[start DATA IN THIS EXERCISE]

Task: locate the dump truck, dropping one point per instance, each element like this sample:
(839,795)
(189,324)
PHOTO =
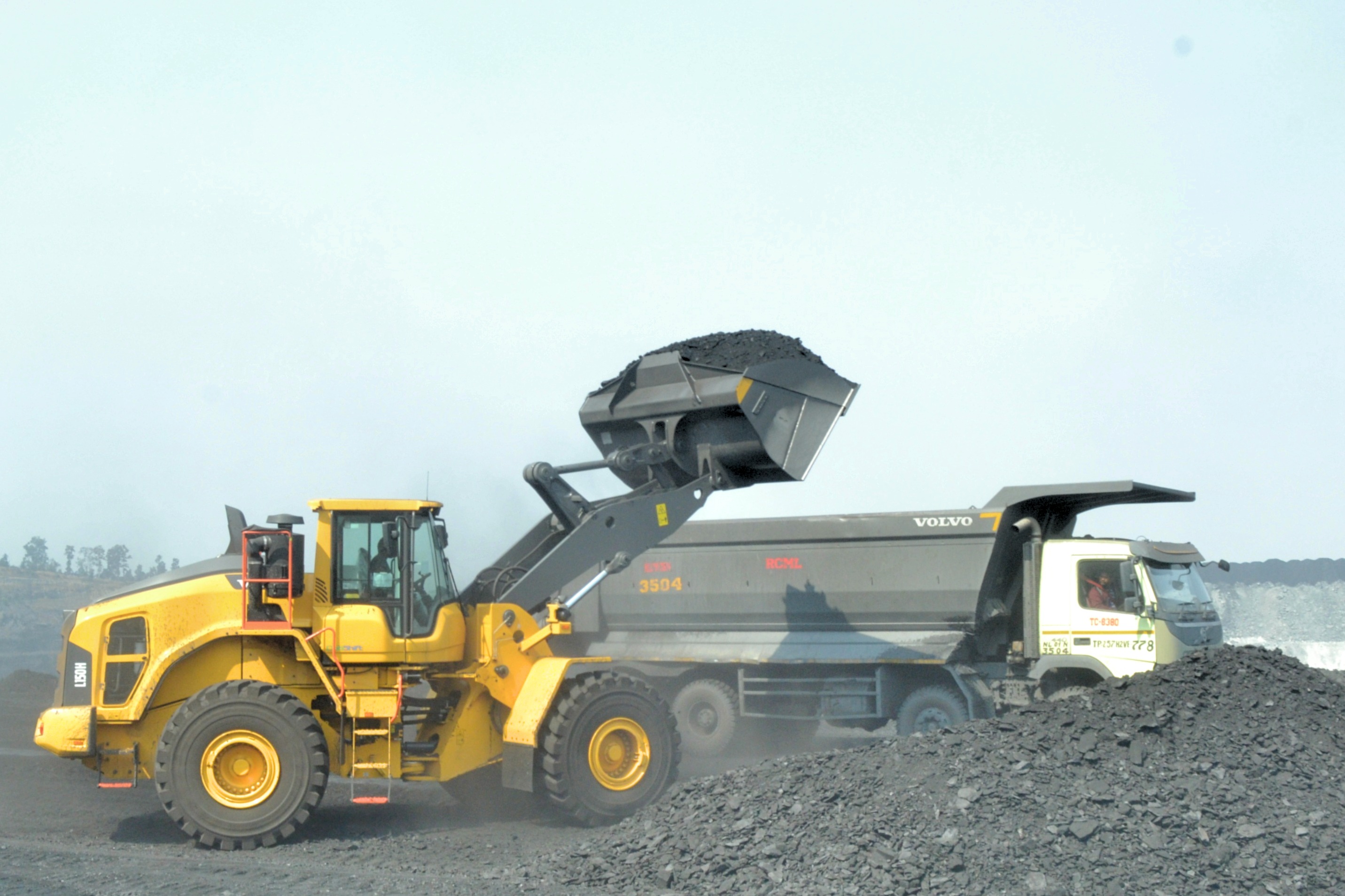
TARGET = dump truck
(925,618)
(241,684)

[end DATA IN THIS EXERCISE]
[start DATA IN THIS EXERCISE]

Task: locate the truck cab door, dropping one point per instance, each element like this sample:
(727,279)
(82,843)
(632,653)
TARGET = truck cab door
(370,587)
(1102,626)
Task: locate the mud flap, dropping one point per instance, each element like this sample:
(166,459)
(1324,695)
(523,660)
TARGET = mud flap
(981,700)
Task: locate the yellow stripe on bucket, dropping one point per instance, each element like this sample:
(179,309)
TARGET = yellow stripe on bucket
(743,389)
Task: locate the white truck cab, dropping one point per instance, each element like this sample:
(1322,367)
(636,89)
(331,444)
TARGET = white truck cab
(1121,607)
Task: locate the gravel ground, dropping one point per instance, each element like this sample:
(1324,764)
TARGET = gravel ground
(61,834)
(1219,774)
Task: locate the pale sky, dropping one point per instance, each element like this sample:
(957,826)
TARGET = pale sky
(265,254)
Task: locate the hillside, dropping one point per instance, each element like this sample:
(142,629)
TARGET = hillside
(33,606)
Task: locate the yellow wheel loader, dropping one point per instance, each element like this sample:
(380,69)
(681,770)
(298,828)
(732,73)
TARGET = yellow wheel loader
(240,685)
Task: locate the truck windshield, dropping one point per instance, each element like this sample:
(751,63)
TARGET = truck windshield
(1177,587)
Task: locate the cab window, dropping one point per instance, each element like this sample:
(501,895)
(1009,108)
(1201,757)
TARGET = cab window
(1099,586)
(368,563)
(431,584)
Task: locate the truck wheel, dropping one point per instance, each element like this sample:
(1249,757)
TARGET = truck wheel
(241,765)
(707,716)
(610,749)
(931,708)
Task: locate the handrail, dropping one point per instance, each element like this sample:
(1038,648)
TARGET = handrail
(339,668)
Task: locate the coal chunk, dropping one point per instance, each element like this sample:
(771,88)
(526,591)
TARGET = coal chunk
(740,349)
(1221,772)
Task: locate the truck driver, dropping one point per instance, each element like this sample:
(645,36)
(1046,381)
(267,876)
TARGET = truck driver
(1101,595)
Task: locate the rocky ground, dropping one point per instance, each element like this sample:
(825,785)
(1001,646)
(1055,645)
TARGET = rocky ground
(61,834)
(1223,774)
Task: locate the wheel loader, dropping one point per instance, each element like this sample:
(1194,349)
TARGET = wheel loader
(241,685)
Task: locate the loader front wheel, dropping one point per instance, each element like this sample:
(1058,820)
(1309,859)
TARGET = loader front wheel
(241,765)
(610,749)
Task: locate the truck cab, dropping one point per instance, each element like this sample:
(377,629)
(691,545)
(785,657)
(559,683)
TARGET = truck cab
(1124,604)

[end DATA IN THIS EXERCISE]
[start DATA IN THIS EXERCISE]

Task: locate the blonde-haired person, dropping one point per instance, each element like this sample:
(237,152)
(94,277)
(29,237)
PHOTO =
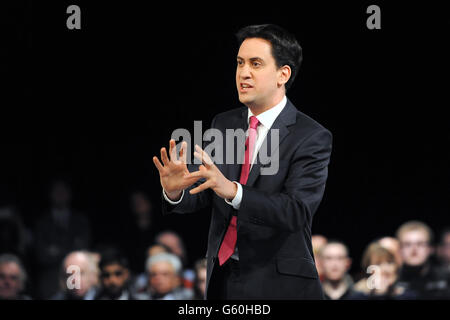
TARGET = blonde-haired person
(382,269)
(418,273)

[end DATA IN THIS EXERCISE]

◆ WHAT THIS TASK INVOLVES
Find every line above that contains the word "ground" and copy each of those lines in full.

◆ EXERCISE SOLUTION
Task: locate the gravel ground, dropping one point per instance, each element like this sample:
TARGET = gravel ground
Task: locate the rocky ground, dropping one point per instance, each element like this sample:
TARGET = rocky ground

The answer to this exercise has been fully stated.